### PROBLEM TO WORK ON
Extract every line of the records below that contains the word "rocky", copying each such line in full. Treat case as significant, so a line counts only when it matches the capitalization of that word.

### GIVEN ENTRIES
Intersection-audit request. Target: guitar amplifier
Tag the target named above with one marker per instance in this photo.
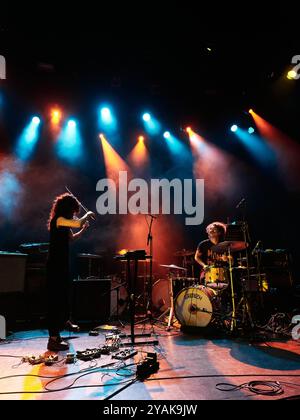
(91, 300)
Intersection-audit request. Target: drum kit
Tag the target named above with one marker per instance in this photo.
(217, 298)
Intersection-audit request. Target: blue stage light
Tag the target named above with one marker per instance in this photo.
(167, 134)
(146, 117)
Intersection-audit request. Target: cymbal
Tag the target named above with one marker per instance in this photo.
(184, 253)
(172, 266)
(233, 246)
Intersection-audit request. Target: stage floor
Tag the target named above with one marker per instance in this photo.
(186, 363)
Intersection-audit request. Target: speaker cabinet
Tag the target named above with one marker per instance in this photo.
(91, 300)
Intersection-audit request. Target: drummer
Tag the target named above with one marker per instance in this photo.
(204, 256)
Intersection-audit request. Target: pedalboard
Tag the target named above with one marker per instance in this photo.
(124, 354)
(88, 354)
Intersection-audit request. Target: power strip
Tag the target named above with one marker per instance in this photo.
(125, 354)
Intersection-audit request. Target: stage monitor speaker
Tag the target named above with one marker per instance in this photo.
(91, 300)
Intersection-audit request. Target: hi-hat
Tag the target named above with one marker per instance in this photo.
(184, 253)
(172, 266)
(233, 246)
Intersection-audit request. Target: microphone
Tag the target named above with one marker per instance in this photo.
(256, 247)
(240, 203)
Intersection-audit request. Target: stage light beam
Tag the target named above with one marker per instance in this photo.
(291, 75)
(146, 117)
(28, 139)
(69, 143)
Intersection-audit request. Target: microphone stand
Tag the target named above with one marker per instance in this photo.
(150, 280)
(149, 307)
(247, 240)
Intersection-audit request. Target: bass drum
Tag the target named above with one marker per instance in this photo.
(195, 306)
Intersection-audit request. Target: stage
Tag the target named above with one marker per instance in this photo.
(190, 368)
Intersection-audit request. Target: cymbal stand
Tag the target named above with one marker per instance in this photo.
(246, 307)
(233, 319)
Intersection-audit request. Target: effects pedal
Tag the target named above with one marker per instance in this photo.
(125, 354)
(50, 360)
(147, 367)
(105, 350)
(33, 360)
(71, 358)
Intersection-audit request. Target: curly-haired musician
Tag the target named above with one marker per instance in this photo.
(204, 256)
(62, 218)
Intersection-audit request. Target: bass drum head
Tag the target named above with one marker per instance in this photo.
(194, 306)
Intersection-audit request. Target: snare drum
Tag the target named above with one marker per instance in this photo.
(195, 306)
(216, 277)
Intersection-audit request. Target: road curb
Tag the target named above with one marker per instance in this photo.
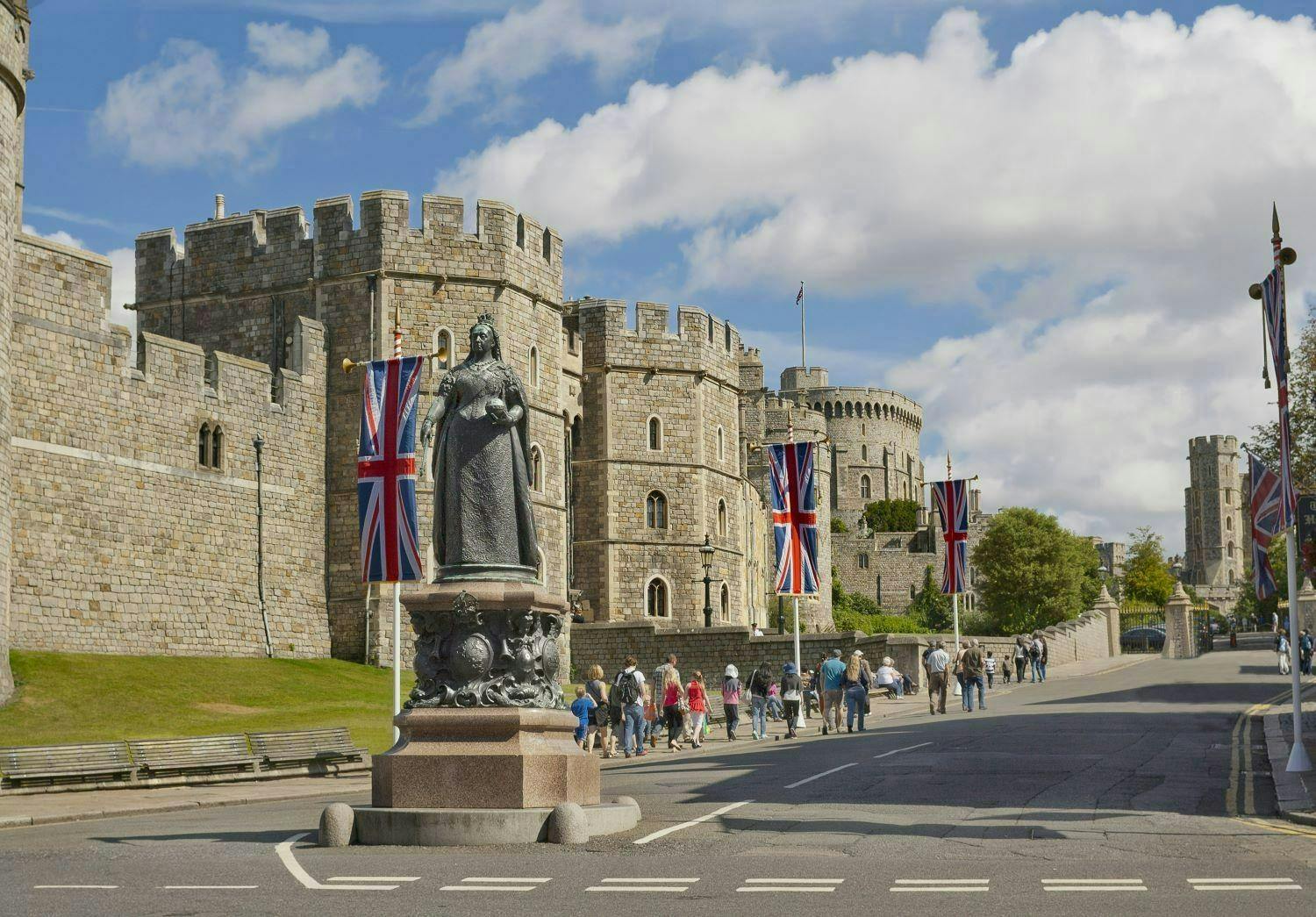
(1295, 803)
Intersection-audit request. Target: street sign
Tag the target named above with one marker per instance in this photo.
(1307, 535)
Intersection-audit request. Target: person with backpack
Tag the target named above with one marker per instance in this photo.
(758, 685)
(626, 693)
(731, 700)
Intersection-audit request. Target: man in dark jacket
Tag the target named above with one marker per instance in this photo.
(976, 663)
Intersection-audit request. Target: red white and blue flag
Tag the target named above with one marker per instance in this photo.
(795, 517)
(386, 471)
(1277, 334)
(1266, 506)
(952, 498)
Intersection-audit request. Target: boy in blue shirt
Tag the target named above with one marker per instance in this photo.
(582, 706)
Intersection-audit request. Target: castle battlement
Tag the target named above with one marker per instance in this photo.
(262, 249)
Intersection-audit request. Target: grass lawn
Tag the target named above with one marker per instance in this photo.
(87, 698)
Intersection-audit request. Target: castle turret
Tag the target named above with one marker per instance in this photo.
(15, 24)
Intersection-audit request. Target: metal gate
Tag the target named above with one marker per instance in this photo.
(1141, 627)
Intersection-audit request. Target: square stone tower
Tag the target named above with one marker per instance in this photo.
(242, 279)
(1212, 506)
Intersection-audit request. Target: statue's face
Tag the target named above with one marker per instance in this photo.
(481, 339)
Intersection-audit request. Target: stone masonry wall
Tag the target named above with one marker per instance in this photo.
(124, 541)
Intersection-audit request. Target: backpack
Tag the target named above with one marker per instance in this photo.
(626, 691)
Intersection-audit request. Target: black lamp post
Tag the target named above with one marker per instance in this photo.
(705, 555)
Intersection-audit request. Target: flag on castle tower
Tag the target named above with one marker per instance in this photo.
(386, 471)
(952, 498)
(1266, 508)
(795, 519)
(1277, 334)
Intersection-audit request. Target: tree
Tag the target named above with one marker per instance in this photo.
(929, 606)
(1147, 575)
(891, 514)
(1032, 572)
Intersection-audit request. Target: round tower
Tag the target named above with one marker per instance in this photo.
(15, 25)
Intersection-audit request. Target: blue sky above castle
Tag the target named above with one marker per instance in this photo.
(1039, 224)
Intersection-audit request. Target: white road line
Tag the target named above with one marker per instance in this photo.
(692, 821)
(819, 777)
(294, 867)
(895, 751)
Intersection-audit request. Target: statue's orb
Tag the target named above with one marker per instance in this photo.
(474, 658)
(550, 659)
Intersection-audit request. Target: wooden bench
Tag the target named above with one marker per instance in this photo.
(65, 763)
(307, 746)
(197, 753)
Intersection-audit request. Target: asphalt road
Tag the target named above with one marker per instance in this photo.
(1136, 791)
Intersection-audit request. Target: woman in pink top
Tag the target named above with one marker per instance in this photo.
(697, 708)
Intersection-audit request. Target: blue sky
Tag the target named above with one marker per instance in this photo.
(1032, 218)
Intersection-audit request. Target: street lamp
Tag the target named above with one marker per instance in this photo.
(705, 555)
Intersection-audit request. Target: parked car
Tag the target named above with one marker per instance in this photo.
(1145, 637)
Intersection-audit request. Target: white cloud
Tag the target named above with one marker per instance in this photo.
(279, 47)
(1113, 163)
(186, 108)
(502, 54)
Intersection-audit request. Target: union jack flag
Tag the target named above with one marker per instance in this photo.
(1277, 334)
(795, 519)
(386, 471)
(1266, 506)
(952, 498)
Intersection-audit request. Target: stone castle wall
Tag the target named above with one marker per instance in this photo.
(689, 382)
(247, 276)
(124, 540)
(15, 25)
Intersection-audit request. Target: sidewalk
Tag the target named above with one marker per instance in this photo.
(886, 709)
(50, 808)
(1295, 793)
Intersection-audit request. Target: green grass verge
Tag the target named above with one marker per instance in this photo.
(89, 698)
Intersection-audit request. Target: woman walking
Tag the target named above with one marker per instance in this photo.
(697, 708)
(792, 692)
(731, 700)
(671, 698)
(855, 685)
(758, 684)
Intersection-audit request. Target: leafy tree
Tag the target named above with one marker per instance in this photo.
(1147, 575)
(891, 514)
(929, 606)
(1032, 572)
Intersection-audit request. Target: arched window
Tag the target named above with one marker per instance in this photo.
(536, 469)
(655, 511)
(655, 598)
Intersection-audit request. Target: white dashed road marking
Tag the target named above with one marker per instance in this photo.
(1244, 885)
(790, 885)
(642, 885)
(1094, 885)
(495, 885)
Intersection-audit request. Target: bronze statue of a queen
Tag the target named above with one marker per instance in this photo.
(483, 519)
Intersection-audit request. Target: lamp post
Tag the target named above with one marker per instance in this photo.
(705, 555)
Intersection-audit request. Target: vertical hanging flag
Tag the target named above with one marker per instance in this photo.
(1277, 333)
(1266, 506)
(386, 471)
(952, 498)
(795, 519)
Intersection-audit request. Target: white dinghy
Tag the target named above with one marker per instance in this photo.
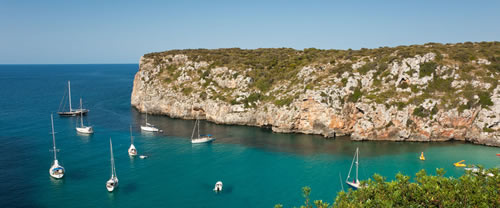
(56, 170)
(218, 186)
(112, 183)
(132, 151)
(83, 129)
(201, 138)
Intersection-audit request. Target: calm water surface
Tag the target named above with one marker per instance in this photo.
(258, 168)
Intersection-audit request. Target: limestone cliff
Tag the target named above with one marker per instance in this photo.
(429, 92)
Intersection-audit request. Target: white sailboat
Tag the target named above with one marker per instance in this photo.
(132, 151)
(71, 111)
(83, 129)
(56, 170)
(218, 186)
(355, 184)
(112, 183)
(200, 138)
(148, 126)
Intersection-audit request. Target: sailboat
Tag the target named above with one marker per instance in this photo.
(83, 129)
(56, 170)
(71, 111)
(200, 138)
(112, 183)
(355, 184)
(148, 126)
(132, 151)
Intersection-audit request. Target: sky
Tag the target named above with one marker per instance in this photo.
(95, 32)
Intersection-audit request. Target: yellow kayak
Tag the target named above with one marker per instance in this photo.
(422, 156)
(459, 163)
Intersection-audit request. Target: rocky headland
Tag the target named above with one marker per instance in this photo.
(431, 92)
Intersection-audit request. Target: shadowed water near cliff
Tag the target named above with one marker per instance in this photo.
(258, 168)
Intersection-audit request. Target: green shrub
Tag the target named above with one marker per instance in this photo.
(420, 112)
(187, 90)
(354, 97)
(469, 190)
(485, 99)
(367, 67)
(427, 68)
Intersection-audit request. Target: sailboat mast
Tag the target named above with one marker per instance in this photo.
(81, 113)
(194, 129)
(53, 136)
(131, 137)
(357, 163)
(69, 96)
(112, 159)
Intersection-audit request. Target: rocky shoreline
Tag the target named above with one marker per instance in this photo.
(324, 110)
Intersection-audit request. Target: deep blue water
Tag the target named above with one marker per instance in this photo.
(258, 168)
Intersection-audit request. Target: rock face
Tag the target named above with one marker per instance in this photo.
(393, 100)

==

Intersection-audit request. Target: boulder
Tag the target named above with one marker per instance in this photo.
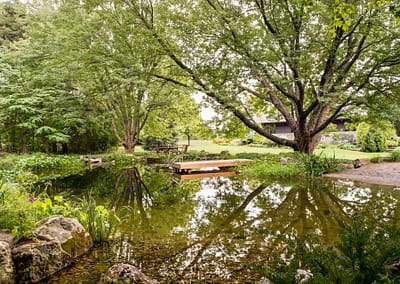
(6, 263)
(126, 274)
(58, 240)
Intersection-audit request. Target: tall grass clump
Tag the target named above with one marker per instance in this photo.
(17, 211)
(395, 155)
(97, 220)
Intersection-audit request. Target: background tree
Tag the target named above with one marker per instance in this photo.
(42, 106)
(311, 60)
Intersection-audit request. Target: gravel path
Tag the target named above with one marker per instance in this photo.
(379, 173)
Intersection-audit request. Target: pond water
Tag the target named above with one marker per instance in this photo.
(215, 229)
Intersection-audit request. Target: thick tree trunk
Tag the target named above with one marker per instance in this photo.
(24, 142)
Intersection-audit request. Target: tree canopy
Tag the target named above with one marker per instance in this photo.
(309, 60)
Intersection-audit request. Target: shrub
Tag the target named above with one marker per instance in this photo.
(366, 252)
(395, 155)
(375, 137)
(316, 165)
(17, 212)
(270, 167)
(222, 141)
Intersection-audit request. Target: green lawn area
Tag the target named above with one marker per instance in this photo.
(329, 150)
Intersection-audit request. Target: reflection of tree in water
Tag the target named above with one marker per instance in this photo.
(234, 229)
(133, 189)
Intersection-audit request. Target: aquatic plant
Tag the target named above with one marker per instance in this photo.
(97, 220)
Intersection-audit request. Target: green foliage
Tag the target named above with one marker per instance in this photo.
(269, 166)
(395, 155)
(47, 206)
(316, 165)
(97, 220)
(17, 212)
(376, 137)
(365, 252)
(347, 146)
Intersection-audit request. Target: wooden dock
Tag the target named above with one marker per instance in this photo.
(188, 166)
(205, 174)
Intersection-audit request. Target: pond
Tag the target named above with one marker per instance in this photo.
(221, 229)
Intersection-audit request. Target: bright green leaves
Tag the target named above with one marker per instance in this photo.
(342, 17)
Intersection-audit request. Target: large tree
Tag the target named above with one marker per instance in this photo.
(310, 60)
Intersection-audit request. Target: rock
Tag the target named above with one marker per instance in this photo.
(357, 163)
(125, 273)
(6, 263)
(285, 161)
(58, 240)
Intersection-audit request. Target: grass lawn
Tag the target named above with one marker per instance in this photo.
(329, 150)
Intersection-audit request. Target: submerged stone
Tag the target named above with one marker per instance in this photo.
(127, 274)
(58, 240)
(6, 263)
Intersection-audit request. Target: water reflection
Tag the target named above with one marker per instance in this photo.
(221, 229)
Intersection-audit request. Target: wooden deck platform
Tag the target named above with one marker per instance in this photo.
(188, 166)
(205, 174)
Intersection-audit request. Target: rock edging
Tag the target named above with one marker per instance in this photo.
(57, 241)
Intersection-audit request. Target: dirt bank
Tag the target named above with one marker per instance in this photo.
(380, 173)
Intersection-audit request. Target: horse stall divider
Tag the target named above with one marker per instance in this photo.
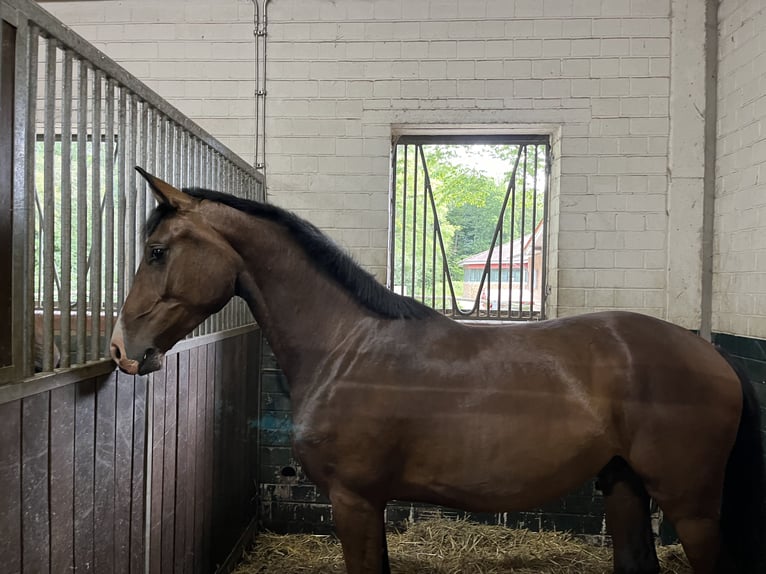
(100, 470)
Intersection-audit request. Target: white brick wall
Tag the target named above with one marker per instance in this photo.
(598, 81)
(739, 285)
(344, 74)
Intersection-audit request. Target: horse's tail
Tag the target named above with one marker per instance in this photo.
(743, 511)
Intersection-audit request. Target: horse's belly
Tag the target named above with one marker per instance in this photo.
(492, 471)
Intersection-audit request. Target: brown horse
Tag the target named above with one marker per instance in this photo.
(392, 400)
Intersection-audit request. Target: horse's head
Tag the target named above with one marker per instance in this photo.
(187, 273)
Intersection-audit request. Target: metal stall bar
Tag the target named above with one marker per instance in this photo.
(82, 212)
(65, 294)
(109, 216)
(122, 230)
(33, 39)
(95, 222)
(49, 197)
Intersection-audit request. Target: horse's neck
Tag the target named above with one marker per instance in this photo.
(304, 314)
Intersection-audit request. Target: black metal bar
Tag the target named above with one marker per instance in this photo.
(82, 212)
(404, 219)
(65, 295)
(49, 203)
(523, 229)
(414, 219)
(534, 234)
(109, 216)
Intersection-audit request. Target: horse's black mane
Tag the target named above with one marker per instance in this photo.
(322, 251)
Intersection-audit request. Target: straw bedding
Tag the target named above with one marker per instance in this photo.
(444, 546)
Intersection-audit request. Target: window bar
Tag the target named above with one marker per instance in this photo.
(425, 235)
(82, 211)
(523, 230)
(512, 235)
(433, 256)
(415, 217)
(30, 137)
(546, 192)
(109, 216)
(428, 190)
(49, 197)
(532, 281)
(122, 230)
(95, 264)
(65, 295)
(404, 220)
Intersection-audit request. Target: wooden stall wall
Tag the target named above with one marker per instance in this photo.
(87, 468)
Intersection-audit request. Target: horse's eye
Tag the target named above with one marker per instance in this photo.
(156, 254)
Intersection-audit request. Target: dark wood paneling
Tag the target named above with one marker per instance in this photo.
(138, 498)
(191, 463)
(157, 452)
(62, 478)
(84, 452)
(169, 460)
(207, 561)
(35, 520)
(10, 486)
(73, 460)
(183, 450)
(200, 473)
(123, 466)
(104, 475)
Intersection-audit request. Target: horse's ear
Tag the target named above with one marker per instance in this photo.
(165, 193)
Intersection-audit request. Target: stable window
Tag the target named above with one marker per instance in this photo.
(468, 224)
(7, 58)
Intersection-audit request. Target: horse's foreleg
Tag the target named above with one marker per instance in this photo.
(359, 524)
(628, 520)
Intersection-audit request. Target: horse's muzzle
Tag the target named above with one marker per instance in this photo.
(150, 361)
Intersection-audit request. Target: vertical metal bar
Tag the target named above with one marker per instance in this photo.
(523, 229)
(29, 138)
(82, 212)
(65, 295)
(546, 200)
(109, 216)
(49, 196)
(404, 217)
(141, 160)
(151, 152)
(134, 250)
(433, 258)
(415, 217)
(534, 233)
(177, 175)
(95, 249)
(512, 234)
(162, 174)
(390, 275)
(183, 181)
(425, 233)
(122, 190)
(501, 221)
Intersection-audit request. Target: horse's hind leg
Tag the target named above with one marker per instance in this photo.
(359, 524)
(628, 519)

...

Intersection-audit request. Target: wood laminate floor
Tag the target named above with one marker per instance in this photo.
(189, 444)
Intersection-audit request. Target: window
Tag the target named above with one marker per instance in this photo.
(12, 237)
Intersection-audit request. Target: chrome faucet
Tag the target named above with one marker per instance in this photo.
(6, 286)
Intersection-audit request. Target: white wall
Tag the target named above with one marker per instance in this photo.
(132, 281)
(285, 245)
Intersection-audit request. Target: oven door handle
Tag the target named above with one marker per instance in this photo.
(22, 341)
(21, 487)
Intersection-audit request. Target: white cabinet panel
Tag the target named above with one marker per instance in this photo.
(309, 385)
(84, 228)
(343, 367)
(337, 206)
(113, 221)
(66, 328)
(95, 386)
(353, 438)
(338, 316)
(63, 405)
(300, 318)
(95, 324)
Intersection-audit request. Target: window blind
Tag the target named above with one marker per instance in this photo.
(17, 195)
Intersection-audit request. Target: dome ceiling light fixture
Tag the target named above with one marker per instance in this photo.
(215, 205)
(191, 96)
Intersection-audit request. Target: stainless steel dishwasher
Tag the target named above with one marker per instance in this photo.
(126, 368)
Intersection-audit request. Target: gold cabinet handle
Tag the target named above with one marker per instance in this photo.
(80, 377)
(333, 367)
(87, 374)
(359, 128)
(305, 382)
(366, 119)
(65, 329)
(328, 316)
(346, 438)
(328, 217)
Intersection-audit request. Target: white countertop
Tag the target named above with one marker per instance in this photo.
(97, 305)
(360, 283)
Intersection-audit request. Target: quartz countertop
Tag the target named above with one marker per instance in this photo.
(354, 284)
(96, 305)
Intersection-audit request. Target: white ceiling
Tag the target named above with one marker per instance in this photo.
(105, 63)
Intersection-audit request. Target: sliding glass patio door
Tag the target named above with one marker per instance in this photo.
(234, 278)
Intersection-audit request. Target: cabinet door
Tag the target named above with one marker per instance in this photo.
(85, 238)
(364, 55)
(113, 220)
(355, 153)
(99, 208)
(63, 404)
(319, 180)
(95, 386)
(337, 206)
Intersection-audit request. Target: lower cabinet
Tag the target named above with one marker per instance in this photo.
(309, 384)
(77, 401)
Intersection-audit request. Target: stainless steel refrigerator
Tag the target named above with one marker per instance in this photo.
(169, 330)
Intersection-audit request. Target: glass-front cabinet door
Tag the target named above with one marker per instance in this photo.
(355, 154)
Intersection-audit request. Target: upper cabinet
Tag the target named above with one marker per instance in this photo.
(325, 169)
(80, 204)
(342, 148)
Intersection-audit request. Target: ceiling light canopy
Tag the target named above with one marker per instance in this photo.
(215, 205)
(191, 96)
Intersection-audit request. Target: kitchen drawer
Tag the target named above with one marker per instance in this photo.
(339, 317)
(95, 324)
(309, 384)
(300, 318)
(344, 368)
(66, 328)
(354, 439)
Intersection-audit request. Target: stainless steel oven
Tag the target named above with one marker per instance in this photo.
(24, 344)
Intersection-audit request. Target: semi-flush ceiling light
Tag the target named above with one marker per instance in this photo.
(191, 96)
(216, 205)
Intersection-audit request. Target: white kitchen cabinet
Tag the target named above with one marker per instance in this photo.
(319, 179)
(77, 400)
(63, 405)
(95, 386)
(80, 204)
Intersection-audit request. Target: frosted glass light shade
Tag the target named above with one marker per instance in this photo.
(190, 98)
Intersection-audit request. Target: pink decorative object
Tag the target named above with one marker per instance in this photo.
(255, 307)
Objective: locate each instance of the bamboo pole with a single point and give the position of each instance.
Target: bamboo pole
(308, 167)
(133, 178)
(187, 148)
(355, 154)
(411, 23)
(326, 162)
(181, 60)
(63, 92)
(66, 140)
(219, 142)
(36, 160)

### RESULT
Intersection-audit request. Target: rocky headland
Intersection-audit request. Target: rocky shoreline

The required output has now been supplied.